All entries must be given again in full, exactly as they were supplied.

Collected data
^^^^^^^^^^^^^^^^

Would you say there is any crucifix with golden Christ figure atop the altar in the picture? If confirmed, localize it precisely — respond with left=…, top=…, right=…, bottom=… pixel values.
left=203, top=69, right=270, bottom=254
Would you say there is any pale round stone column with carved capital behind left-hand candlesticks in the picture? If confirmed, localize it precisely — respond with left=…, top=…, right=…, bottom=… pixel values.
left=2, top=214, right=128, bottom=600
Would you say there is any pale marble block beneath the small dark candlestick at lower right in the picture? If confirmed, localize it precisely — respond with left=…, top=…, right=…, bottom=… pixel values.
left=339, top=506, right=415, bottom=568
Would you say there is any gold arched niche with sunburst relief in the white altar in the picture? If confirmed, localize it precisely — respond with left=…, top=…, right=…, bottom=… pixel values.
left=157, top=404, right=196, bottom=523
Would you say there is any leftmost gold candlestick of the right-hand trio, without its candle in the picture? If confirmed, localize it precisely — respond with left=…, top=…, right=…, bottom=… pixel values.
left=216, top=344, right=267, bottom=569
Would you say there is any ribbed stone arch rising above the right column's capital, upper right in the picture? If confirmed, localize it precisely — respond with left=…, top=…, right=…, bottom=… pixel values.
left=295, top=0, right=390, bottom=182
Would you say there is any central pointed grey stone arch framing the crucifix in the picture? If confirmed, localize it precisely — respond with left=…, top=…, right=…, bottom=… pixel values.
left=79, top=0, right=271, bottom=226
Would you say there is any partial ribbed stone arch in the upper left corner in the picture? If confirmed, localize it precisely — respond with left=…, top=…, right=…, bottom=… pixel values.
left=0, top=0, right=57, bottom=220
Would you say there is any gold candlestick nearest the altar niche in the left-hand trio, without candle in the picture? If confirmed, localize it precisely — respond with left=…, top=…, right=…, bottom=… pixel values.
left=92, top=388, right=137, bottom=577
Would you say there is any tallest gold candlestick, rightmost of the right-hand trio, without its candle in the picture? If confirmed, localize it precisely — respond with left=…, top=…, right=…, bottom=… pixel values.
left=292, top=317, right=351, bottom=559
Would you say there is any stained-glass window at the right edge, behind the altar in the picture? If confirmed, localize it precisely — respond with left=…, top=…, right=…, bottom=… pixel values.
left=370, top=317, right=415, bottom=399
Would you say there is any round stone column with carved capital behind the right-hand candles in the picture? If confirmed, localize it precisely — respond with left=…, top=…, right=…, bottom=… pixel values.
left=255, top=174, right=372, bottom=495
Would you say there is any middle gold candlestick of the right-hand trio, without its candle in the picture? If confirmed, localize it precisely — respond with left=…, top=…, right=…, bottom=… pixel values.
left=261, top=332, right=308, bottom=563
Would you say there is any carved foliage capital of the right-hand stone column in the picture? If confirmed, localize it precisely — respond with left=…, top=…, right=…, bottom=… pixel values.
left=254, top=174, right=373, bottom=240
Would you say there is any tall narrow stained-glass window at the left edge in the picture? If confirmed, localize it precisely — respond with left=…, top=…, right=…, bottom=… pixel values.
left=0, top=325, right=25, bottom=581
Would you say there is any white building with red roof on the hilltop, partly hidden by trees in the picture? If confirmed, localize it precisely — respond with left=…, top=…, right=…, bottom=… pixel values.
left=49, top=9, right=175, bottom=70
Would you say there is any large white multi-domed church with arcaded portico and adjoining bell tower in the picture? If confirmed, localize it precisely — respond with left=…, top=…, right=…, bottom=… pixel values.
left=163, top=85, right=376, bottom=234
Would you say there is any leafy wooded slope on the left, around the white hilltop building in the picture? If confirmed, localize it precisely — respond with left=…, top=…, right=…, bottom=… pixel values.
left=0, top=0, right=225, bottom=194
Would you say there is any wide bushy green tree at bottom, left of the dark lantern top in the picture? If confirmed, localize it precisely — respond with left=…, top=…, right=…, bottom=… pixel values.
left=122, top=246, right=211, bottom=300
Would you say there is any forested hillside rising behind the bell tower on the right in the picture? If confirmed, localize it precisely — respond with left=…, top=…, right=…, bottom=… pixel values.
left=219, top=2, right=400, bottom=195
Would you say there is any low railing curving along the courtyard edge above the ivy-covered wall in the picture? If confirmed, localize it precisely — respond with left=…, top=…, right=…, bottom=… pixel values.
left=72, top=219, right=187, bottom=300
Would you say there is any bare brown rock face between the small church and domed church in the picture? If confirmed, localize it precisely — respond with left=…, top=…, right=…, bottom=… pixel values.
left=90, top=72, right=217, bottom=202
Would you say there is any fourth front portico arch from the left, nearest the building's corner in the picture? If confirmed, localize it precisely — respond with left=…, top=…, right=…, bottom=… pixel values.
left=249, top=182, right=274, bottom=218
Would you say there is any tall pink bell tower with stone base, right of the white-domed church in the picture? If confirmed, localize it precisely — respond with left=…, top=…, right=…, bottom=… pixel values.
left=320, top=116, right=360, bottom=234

^^^^^^^^^^^^^^^^

### Answer section
Would you say there is any crucifix with golden Christ figure atop the altar in the picture? If confirmed, localize it precisely — respond with left=…, top=…, right=…, bottom=… pixel values.
left=203, top=69, right=270, bottom=254
Would you say there is any pale round stone column with carved capital behind left-hand candlesticks in the picture? If confirmed, localize it precisely — respond with left=…, top=…, right=…, bottom=… pixel values.
left=2, top=214, right=128, bottom=600
Would you say there is any pale marble block beneath the small dark candlestick at lower right in the picture? If confirmed, localize it precisely — respond with left=…, top=…, right=…, bottom=… pixel values.
left=339, top=506, right=415, bottom=568
Would you say there is any gold arched niche with sunburst relief in the white altar in the picture? If confirmed, localize it precisely — respond with left=…, top=…, right=…, bottom=… pixel values.
left=157, top=404, right=196, bottom=523
Would you say there is any leftmost gold candlestick of the right-hand trio, without its candle in the picture? If confirmed, localize it precisely — respond with left=…, top=…, right=…, bottom=… pixel values.
left=216, top=344, right=267, bottom=569
Would you say there is any ribbed stone arch rising above the right column's capital, upper right in the picture? If confirmed, localize it precisely — respond with left=…, top=…, right=…, bottom=… pixel values.
left=295, top=0, right=390, bottom=182
Would you say there is any central pointed grey stone arch framing the crucifix in the picture? If confirmed, localize it precisely — respond with left=…, top=…, right=…, bottom=… pixel values.
left=79, top=0, right=271, bottom=226
Would you say there is any partial ribbed stone arch in the upper left corner in the picture? If confirmed, localize it precisely — respond with left=…, top=…, right=…, bottom=… pixel values.
left=0, top=0, right=57, bottom=220
Would you say there is any gold candlestick nearest the altar niche in the left-hand trio, without candle in the picture? If confirmed, localize it precisely — respond with left=…, top=…, right=…, bottom=… pixel values.
left=92, top=388, right=137, bottom=577
Would you say there is any tallest gold candlestick, rightmost of the right-hand trio, without its candle in the picture? If confirmed, localize it precisely — respond with left=…, top=…, right=…, bottom=… pixel values.
left=292, top=317, right=351, bottom=559
Would you say there is any stained-glass window at the right edge, behind the altar in the picture? If confirmed, localize it precisely — respond with left=…, top=…, right=…, bottom=… pixel values.
left=370, top=317, right=415, bottom=399
Would you say there is any round stone column with carved capital behind the right-hand candles in the picture? If confirmed, localize it precisely — respond with left=…, top=…, right=…, bottom=… pixel values.
left=255, top=174, right=372, bottom=495
Would you say there is any middle gold candlestick of the right-hand trio, without its candle in the picture? If confirmed, localize it precisely — respond with left=…, top=…, right=…, bottom=… pixel values.
left=261, top=332, right=308, bottom=563
Would you say there is any carved foliage capital of the right-hand stone column in the picture? If confirmed, localize it precisely — respond with left=…, top=…, right=…, bottom=… pixel values.
left=254, top=174, right=373, bottom=240
Would you say there is any tall narrow stained-glass window at the left edge in the picture? If confirmed, localize it precisely — respond with left=…, top=…, right=…, bottom=… pixel values.
left=0, top=325, right=25, bottom=581
Would you say there is any white building with red roof on the hilltop, partly hidden by trees in the picture? If confirmed, localize it precisely — respond with left=…, top=…, right=…, bottom=… pixel values.
left=49, top=9, right=175, bottom=70
Would you say there is any large white multi-domed church with arcaded portico and adjoining bell tower in the picture? If confirmed, localize it precisely — respond with left=…, top=…, right=…, bottom=… pixel values.
left=163, top=85, right=376, bottom=234
Would you say there is any leafy wooded slope on the left, around the white hilltop building in the picture? If confirmed, localize it precisely — respond with left=…, top=…, right=…, bottom=… pixel values.
left=0, top=0, right=225, bottom=194
Would you say there is any wide bushy green tree at bottom, left of the dark lantern top in the picture? If confirmed, localize it precisely — respond with left=…, top=…, right=…, bottom=… pixel values.
left=122, top=246, right=211, bottom=300
Would you say there is any forested hillside rising behind the bell tower on the right in the picture? If confirmed, localize it precisely — respond with left=…, top=…, right=…, bottom=… pixel values.
left=219, top=2, right=400, bottom=195
Would you say there is any low railing curving along the courtyard edge above the ivy-covered wall in the picture? If confirmed, localize it precisely — respond with left=…, top=…, right=…, bottom=… pixel values.
left=72, top=219, right=187, bottom=300
Would you say there is any bare brown rock face between the small church and domed church in the picture? If confirmed, localize it precisely — respond with left=…, top=…, right=…, bottom=… pixel values.
left=90, top=72, right=217, bottom=202
Would you say there is any fourth front portico arch from the left, nearest the building's corner in the picture? If confirmed, localize it precisely — respond with left=…, top=…, right=…, bottom=… pixel values.
left=249, top=182, right=274, bottom=218
Would you say there is any tall pink bell tower with stone base, right of the white-domed church in the picture? If confirmed, localize it precisely — respond with left=…, top=…, right=…, bottom=… pixel values.
left=320, top=116, right=360, bottom=234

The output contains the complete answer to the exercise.